Task description: How do the lines below between the ones holding "Field scouting job." and "Need: mark one", inclusive, read? Give them again exactly, with no other lines.

Data in this exercise:
+ + + +

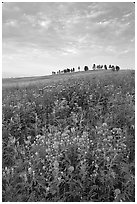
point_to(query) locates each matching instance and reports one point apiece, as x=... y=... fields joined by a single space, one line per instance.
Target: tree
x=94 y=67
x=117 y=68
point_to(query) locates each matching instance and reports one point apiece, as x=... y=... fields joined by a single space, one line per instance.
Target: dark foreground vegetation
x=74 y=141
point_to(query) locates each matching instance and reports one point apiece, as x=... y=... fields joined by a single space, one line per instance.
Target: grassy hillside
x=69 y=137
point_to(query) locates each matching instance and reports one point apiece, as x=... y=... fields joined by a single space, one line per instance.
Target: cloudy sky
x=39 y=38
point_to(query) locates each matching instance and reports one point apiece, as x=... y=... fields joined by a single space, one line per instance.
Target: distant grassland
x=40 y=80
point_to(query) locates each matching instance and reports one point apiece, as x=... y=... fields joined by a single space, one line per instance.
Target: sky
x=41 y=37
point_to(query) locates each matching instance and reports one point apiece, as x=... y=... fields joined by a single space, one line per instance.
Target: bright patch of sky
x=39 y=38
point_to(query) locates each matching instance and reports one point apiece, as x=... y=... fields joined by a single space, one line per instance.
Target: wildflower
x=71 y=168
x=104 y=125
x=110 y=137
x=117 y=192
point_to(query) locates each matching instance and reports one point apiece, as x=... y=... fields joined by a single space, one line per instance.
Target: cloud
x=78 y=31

+ + + +

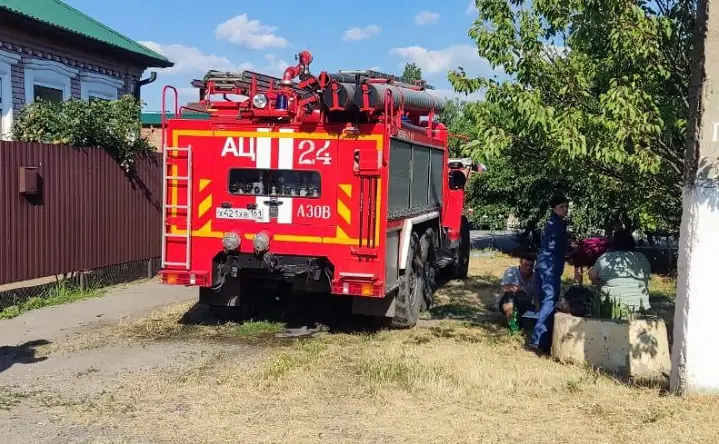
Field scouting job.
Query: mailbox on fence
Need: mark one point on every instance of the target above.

+ + + +

Response:
Field scouting job.
Query: mailbox on fence
Need: mark one point on every instance of the target above.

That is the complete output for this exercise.